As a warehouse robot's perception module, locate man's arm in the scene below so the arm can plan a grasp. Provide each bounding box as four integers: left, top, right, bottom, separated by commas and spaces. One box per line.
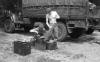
55, 11, 60, 19
46, 14, 52, 28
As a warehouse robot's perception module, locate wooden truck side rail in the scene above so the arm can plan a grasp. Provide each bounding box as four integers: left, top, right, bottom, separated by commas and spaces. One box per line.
22, 5, 89, 19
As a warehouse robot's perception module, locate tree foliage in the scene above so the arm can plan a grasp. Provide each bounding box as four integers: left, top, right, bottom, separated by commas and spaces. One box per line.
0, 0, 17, 12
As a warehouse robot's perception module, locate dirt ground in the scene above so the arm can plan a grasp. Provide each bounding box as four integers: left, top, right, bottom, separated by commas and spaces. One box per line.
0, 29, 100, 62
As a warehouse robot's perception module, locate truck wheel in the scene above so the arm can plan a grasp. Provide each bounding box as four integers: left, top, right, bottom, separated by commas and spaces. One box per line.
4, 19, 15, 33
69, 28, 83, 38
86, 28, 94, 34
57, 22, 67, 41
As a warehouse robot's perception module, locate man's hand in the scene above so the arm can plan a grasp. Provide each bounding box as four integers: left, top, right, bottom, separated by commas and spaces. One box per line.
29, 28, 39, 34
48, 25, 52, 29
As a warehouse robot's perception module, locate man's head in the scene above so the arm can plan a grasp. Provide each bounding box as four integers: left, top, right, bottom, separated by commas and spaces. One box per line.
88, 2, 96, 9
46, 8, 52, 13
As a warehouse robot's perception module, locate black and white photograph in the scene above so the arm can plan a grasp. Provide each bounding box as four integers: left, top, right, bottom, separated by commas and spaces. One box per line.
0, 0, 100, 62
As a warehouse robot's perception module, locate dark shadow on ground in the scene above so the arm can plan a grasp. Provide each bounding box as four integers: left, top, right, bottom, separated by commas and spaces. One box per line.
0, 28, 9, 37
62, 35, 96, 44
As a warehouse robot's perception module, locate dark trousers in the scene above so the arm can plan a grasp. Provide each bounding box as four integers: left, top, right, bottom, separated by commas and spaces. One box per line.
43, 23, 58, 41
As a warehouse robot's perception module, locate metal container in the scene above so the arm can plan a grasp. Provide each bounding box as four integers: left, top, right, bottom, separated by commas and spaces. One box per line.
13, 41, 31, 56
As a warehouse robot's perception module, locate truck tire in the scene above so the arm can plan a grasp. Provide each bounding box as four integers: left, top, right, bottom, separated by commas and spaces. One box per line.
86, 28, 94, 34
69, 28, 83, 38
57, 22, 67, 41
4, 19, 15, 33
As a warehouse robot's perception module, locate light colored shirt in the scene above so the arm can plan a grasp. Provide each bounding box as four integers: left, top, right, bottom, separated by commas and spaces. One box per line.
46, 11, 60, 28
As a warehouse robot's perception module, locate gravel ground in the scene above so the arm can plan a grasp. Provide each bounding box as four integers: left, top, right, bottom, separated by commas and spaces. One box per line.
0, 30, 100, 62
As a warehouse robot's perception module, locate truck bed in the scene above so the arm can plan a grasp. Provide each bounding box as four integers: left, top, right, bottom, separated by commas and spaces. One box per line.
23, 0, 88, 7
22, 0, 88, 18
22, 5, 88, 18
0, 0, 89, 19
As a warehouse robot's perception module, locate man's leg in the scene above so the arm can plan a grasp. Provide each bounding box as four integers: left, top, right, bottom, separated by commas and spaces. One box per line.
42, 30, 52, 41
52, 24, 58, 40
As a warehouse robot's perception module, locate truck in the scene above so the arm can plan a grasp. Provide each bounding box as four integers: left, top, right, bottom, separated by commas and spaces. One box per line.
0, 0, 96, 41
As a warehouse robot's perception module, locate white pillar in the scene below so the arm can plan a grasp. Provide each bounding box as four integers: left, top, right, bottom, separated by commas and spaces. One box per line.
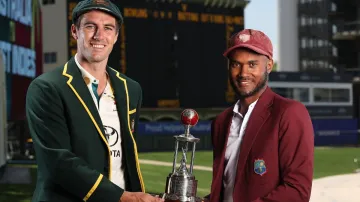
41, 0, 67, 73
278, 0, 299, 71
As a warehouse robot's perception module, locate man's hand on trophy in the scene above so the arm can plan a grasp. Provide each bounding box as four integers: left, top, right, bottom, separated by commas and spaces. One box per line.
202, 194, 210, 202
119, 191, 164, 202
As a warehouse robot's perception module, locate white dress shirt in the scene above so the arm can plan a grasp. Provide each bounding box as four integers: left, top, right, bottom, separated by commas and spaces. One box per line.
223, 99, 258, 202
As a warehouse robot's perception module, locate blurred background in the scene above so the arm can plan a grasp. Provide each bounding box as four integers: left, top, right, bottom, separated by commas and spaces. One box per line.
1, 0, 360, 201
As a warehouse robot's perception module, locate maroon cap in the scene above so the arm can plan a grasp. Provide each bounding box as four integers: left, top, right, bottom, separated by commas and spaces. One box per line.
223, 29, 273, 59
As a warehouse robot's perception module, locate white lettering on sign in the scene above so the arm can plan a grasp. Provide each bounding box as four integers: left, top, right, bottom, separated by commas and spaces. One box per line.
0, 40, 36, 78
12, 44, 36, 78
0, 0, 32, 26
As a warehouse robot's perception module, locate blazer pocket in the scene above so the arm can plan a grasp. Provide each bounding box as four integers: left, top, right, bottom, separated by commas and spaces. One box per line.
129, 108, 136, 115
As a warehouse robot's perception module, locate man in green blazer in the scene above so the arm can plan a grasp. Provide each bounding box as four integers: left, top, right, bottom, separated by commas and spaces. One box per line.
26, 1, 163, 202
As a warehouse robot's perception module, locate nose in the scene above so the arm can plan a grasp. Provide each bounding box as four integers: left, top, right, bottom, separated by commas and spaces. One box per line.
238, 65, 249, 78
93, 28, 104, 40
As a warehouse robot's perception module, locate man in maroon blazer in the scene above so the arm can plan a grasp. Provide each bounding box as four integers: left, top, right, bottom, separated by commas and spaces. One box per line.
206, 29, 314, 202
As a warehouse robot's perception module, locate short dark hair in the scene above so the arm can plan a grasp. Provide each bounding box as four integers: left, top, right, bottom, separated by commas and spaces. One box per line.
74, 12, 120, 33
227, 47, 265, 59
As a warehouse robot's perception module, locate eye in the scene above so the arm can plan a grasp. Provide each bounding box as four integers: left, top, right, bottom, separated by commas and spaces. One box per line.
230, 61, 240, 68
105, 27, 113, 31
249, 62, 256, 68
85, 25, 95, 30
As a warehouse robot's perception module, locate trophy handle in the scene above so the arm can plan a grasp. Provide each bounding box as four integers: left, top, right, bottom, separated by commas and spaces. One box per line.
165, 174, 173, 194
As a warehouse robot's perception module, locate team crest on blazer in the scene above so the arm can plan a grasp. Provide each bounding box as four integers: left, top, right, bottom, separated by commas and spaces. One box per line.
254, 159, 267, 176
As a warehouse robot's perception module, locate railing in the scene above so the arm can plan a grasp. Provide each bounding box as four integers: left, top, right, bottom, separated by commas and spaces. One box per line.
340, 66, 360, 77
337, 21, 360, 32
333, 21, 360, 39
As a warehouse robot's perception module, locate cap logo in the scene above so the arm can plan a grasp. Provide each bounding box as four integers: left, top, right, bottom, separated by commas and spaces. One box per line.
238, 34, 250, 42
92, 0, 109, 6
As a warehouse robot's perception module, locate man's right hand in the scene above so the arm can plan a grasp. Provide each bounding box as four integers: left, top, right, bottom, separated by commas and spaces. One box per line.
202, 194, 210, 202
120, 191, 164, 202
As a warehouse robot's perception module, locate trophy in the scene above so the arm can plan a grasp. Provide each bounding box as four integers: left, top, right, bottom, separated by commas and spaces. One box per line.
162, 109, 202, 202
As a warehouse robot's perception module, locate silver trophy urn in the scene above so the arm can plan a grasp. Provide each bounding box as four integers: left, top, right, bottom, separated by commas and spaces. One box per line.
162, 109, 202, 202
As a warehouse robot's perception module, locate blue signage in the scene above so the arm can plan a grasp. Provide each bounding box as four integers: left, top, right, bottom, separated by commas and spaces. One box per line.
312, 118, 358, 146
138, 118, 359, 146
138, 121, 211, 135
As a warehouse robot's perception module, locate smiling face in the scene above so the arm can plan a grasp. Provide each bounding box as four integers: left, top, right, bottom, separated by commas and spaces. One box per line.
228, 48, 273, 100
71, 10, 119, 64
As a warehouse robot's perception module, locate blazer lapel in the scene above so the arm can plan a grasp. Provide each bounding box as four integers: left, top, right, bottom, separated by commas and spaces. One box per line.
107, 67, 146, 192
219, 108, 234, 155
107, 67, 128, 133
235, 87, 273, 183
213, 107, 234, 201
61, 57, 106, 141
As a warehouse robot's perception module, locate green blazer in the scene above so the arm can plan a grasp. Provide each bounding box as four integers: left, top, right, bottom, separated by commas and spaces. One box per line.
26, 57, 144, 202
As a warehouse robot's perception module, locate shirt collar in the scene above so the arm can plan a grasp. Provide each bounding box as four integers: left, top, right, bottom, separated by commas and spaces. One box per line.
233, 99, 259, 116
75, 53, 99, 86
74, 53, 109, 86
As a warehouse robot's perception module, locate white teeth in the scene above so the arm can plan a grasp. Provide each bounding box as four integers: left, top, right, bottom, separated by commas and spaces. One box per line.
92, 44, 105, 48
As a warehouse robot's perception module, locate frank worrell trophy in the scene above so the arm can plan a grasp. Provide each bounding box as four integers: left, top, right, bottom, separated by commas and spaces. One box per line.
162, 109, 202, 202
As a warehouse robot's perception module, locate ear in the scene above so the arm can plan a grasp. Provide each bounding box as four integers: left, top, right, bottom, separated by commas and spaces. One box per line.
266, 57, 274, 73
71, 24, 78, 40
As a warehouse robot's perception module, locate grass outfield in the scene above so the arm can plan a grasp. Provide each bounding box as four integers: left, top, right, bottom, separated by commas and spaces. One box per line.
139, 147, 360, 196
1, 147, 360, 201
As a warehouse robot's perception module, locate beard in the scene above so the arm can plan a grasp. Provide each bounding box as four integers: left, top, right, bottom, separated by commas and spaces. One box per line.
230, 71, 268, 99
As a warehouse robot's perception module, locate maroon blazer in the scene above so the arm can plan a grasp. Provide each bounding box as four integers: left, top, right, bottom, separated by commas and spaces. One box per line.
210, 87, 314, 202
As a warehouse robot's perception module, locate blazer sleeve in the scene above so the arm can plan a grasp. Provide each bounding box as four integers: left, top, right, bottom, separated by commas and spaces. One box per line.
251, 102, 314, 202
26, 79, 123, 202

YOUR OBJECTIVE => In the records above, copy exactly the lines from the one that contains "As a warehouse robot's perception module, locate beard" through the last, and nothing else.

PROBLEM SOLUTION =>
As a warehouse robot's perception module, locate beard in the scene above so the arm can plan a grasp. Provide each bounding box as four integers: left, top, right, bottom, separated by commas and spaces. One box per line.
230, 71, 268, 99
As a warehouse robot's perception module, locate maroon blazer in the scene above so the arm can plan a grasp. Provide each bounding box as four integers: left, top, right, bottom, separated by commas and spaces. One box per line.
210, 87, 314, 202
As a warehouse robot's perception module, locate blazer sleeve in the scene above so the arm can plan a grasp. Provide each bounding box as four integers: left, top, right, bottom, separated by commas and spaces. One box per line.
251, 102, 314, 202
26, 79, 123, 202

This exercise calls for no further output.